• _Objective_
Could you reproduce the stretch of data from the line containing "Exercise. Point out the weir" through the line containing "[(173, 580)]", with "marker" changed to "point" and nothing else altered?

# # # # # # #

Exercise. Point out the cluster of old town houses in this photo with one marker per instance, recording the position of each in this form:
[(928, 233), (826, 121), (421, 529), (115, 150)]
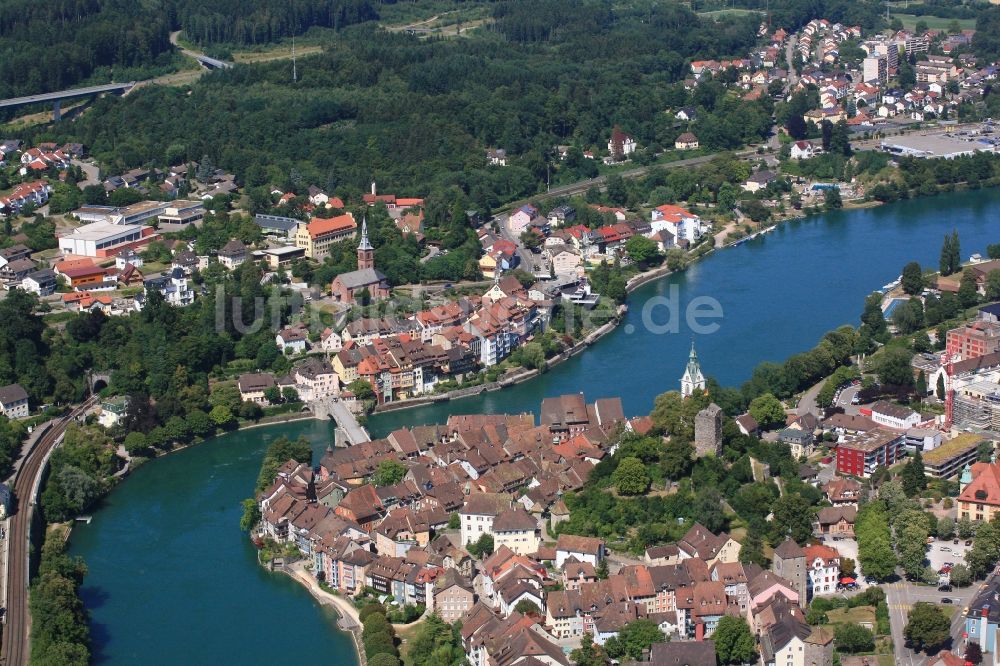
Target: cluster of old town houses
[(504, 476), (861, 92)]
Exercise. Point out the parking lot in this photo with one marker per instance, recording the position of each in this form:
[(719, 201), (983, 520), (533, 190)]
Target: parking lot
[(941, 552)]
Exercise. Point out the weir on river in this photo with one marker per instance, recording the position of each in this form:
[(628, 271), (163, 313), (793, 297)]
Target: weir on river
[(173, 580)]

# # # # # # #

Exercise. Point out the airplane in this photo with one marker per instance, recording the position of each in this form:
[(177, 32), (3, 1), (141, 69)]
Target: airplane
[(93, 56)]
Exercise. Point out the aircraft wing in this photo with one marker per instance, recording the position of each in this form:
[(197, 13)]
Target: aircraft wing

# # # # # # #

• _Problem solution_
Exercise. Point out the weir on river in this photo with one point per instance, recording the position of each in this form:
[(628, 271), (163, 313), (793, 297)]
Target: weir on river
[(173, 580)]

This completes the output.